Thiéboudiène revisité

« Depuis l’ouverture, j’ai eu l’occasion de recevoir une clientèle multiculturelle, observe l’ex-candidat de l’émission culinaire Top chef. L’autre jour, un restaurateur ivoirien découvrait ma cuisine, assis non loin d’une journaliste japonaise. Les deux m’ont rapporté avoir retrouvé leurs pays respectifs dans l’assiette, tout en étant surpris », glisse-t-il, non sans fierté.

Pari réussi pour celui qui ose le mélange de saveurs. Mais n’allez pas lui parler de cuisine fusion, Mory Sacko « déteste ça ». Et préfère évoquer « une cuisine ouverte sur le monde ».

Ce fils né d’une mère sénégalaise et d’un père malien originaire de la région de Kayes, a appris à découvrir la cuisine africaine en France, « via la diaspora ». C’est après avoir observé sa mère préparer le thiéboudiène, « qu’elle rehaussait toujours d’ail et de persil », qu’il secouera la profession, d’abord dans les cuisines du palace Mandarin Oriental.  Sous son impulsion, la préparation sénégalaise placée en fond d’assiette accueille ainsi un amuse-bouche onigiri (boulette de riz japonaise), surmonté d’un poisson cru.

« J’ai eu de la chance car Thierry Marx est très curieux et a osé me suivre sur cette revisite, confie l’ex-sous-chef. La France est historiquement moins ouverte aux saveurs du monde que Londres et New-York. Mais aujourd’hui, les choses bougent et même la vieille garde de la gastronomie franco-française a pris conscience que la cuisine se mondialisait. »

Poularde de Bresse façon yassa et tofu de mangue aux influences malgaches…

Parfait timing pour Mory Sacko et son menu gastronomique (à 80 et 100 €) proposé lors de cinq à sept services le soir, pour une trentaine de couverts.

-- CONTENU DES DONNÉES --

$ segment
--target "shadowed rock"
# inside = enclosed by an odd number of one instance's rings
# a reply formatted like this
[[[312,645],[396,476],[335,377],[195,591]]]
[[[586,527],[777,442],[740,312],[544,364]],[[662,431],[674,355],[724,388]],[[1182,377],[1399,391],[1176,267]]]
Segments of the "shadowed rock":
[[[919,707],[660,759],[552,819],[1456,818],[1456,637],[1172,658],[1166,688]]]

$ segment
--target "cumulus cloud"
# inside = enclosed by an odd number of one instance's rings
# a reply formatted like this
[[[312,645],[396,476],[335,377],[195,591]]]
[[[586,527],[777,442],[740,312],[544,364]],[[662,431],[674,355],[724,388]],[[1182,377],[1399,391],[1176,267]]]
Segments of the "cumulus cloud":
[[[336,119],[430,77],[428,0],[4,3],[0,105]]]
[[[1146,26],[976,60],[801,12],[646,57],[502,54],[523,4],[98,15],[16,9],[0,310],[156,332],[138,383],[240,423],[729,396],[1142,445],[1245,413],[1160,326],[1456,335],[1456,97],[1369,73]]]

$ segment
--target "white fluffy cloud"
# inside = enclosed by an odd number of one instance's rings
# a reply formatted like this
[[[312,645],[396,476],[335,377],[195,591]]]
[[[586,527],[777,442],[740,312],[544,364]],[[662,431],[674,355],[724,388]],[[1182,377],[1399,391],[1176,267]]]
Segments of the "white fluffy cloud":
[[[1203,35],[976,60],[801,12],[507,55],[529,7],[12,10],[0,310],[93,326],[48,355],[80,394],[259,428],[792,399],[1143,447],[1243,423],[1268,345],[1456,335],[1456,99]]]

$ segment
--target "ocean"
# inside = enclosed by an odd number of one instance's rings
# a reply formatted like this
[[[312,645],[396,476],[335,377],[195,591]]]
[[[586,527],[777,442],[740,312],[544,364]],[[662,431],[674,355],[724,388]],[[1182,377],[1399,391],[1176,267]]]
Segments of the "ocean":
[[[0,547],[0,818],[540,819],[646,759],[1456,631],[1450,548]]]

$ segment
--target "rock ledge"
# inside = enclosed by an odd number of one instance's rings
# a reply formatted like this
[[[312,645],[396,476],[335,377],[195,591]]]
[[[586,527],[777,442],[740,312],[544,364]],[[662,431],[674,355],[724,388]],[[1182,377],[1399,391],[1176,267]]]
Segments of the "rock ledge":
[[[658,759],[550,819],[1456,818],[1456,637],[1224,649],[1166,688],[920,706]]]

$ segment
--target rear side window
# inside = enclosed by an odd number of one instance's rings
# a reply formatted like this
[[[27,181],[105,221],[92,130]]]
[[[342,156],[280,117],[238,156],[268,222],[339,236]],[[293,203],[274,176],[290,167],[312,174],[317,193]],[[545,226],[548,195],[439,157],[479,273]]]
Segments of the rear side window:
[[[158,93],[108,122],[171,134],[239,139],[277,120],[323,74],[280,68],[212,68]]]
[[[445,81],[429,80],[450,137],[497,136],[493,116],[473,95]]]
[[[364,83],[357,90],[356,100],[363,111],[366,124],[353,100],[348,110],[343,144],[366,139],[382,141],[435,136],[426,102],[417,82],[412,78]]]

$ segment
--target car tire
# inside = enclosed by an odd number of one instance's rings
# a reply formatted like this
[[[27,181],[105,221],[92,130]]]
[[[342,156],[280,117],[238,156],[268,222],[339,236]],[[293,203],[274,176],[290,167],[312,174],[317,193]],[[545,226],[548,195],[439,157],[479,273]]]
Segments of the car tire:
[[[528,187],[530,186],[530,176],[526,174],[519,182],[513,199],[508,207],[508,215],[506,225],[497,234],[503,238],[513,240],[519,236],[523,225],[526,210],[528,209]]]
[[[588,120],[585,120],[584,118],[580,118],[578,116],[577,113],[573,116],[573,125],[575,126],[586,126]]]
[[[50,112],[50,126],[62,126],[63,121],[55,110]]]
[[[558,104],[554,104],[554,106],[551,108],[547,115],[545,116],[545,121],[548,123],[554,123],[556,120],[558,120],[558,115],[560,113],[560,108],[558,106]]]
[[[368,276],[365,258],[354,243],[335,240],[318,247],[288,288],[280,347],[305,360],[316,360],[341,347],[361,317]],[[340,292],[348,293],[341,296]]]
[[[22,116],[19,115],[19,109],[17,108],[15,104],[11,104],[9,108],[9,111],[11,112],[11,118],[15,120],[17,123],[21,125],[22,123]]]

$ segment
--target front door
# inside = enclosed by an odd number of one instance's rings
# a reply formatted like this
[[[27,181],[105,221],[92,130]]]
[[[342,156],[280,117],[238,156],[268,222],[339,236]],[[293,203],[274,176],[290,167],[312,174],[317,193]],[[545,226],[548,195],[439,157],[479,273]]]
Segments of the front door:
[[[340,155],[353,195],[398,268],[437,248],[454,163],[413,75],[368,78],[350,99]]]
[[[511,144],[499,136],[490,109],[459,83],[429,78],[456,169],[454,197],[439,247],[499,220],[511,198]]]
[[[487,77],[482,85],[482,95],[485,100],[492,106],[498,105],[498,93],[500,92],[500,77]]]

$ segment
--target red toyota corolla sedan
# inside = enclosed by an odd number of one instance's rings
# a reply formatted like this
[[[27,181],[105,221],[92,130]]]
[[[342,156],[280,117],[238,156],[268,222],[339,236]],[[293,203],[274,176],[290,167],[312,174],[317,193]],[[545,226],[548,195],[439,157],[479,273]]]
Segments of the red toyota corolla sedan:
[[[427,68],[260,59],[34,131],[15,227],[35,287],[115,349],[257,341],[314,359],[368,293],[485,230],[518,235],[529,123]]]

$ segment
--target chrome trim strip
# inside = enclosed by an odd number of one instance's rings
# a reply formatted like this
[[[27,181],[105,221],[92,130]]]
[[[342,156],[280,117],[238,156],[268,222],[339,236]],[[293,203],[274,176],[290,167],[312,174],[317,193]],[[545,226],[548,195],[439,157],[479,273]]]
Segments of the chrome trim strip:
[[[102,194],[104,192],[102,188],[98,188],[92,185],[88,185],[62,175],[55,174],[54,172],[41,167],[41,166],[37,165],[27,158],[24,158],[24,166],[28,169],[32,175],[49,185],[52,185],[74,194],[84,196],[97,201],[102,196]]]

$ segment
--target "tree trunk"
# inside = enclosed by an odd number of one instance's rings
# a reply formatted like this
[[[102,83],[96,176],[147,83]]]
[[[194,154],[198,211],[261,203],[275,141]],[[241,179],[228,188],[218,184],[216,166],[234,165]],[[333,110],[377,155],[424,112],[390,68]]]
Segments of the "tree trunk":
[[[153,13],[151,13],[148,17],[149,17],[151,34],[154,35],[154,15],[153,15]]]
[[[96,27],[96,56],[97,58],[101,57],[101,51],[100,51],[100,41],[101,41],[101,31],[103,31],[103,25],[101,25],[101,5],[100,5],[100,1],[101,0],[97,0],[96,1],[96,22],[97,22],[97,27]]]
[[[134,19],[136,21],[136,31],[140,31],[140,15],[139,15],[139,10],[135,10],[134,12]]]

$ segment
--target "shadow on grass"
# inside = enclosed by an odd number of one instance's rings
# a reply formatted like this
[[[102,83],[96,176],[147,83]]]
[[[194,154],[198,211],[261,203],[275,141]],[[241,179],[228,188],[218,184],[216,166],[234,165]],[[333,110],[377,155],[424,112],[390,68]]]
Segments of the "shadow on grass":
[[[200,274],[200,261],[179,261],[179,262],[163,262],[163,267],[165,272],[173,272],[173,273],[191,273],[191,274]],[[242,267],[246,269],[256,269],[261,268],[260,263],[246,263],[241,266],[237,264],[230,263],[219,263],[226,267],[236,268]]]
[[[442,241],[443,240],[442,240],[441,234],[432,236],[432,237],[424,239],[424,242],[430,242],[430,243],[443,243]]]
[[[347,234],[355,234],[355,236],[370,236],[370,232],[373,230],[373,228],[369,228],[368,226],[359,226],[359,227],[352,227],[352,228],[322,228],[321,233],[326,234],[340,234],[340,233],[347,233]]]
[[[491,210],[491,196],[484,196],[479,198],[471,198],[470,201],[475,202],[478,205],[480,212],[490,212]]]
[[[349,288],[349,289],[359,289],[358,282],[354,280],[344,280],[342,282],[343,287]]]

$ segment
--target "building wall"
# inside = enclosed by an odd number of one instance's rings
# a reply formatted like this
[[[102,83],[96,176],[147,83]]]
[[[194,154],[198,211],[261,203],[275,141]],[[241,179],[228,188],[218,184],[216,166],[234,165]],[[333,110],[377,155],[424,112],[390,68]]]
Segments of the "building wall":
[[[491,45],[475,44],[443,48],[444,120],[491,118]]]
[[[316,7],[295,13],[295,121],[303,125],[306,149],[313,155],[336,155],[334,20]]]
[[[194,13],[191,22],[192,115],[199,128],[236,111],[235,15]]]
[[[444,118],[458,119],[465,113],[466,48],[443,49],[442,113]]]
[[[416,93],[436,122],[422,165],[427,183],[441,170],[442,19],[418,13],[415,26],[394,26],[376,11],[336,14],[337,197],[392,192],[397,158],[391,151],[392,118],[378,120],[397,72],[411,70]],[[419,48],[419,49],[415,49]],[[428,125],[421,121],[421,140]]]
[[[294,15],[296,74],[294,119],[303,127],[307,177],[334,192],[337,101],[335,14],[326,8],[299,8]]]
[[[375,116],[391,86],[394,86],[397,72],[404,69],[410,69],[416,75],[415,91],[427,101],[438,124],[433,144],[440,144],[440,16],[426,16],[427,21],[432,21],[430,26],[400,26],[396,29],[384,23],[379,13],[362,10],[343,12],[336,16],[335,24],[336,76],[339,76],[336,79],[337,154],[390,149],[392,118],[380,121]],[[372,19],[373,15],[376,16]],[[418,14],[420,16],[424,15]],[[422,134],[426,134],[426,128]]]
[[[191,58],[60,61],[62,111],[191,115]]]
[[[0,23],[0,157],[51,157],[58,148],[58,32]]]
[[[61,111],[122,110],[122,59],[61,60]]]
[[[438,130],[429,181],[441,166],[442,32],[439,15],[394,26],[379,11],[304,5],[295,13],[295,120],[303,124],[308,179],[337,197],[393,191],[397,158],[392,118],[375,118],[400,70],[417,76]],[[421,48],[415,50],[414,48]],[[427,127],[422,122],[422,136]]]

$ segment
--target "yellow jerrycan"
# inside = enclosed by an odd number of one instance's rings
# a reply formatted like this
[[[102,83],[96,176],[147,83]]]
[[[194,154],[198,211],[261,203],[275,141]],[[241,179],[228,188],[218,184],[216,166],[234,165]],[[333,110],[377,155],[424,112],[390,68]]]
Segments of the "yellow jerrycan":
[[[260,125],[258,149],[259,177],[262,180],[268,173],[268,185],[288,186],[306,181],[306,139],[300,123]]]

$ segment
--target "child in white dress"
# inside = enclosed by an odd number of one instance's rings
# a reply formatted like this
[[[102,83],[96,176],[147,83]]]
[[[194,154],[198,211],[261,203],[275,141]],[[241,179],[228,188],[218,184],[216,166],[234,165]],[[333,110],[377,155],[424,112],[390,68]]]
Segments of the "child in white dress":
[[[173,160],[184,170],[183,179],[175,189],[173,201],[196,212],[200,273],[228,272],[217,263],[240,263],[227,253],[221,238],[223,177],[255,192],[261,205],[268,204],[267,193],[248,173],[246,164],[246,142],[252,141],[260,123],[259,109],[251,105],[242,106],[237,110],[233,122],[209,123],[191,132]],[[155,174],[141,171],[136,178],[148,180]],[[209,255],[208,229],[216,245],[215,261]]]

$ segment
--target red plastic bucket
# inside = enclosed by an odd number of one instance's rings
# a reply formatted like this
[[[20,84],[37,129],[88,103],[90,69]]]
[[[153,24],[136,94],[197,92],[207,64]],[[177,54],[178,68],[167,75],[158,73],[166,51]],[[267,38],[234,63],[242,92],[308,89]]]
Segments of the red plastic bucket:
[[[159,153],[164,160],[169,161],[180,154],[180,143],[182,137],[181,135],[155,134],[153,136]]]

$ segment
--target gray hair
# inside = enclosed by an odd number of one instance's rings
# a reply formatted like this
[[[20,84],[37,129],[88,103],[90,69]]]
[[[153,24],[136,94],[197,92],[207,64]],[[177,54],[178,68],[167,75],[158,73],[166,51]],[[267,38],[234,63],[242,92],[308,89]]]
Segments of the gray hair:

-- EXERCICE PROPOSÉ 1 --
Recopiez intégralement le texte sur Mory Sacko, sans y changer un seul mot.
-- EXERCICE PROPOSÉ 2 --
Répétez tel quel, s'il vous plaît, le début des lignes de données : partez de la toute première et arrêtez-vous après celle qui contient « [[[0,547],[0,818],[540,819],[646,759],[1456,631],[1450,548]]] », cette dernière comprise.

-- SORTIE COMPLÈTE 1 --
Thiéboudiène revisité

« Depuis l’ouverture, j’ai eu l’occasion de recevoir une clientèle multiculturelle, observe l’ex-candidat de l’émission culinaire Top chef. L’autre jour, un restaurateur ivoirien découvrait ma cuisine, assis non loin d’une journaliste japonaise. Les deux m’ont rapporté avoir retrouvé leurs pays respectifs dans l’assiette, tout en étant surpris », glisse-t-il, non sans fierté.

Pari réussi pour celui qui ose le mélange de saveurs. Mais n’allez pas lui parler de cuisine fusion, Mory Sacko « déteste ça ». Et préfère évoquer « une cuisine ouverte sur le monde ».

Ce fils né d’une mère sénégalaise et d’un père malien originaire de la région de Kayes, a appris à découvrir la cuisine africaine en France, « via la diaspora ». C’est après avoir observé sa mère préparer le thiéboudiène, « qu’elle rehaussait toujours d’ail et de persil », qu’il secouera la profession, d’abord dans les cuisines du palace Mandarin Oriental.  Sous son impulsion, la préparation sénégalaise placée en fond d’assiette accueille ainsi un amuse-bouche onigiri (boulette de riz japonaise), surmonté d’un poisson cru.

« J’ai eu de la chance car Thierry Marx est très curieux et a osé me suivre sur cette revisite, confie l’ex-sous-chef. La France est historiquement moins ouverte aux saveurs du monde que Londres et New-York. Mais aujourd’hui, les choses bougent et même la vieille garde de la gastronomie franco-française a pris conscience que la cuisine se mondialisait. »

Poularde de Bresse façon yassa et tofu de mangue aux influences malgaches…

Parfait timing pour Mory Sacko et son menu gastronomique (à 80 et 100 €) proposé lors de cinq à sept services le soir, pour une trentaine de couverts.

-- SORTIE COMPLÈTE 2 --
$ segment
--target "shadowed rock"
# inside = enclosed by an odd number of one instance's rings
# a reply formatted like this
[[[312,645],[396,476],[335,377],[195,591]]]
[[[586,527],[777,442],[740,312],[544,364]],[[662,431],[674,355],[724,388]],[[1182,377],[1399,391],[1176,267]]]
Segments of the "shadowed rock":
[[[919,707],[660,759],[552,819],[1456,818],[1456,637],[1172,658],[1166,688]]]

$ segment
--target "cumulus cloud"
# inside = enclosed by an odd number of one instance's rings
# a reply formatted like this
[[[312,645],[396,476],[335,377],[195,591]]]
[[[586,527],[777,442],[740,312],[544,364]],[[662,431],[674,355],[724,388]],[[1182,377],[1399,391],[1176,267]]]
Segments of the "cumulus cloud":
[[[336,119],[430,77],[428,0],[4,3],[0,105]]]
[[[1146,26],[976,60],[801,12],[646,57],[502,54],[523,4],[98,15],[16,9],[0,310],[156,332],[138,383],[240,423],[729,396],[1142,445],[1245,413],[1160,326],[1456,335],[1456,97],[1369,73]]]

$ segment
--target "white fluffy cloud"
# inside = enclosed by an odd number of one instance's rings
# a reply formatted like this
[[[312,645],[396,476],[335,377],[195,591]]]
[[[586,527],[777,442],[740,312],[544,364]],[[662,431],[674,355],[724,388]],[[1182,377],[1399,391],[1176,267]]]
Segments of the "white fluffy cloud":
[[[1203,35],[976,60],[801,12],[507,55],[529,7],[12,10],[0,310],[93,326],[48,355],[80,394],[259,428],[792,399],[1143,447],[1243,423],[1268,345],[1456,335],[1456,99]]]

$ segment
--target "ocean"
# inside = enclosed by an odd number of one instance's rings
# a reply formatted like this
[[[312,645],[396,476],[335,377],[195,591]]]
[[[586,527],[777,442],[740,312],[544,364]],[[662,431],[674,355],[724,388]],[[1182,377],[1399,391],[1176,267]]]
Segments of the "ocean":
[[[0,547],[0,818],[540,819],[646,759],[1456,631],[1450,548]]]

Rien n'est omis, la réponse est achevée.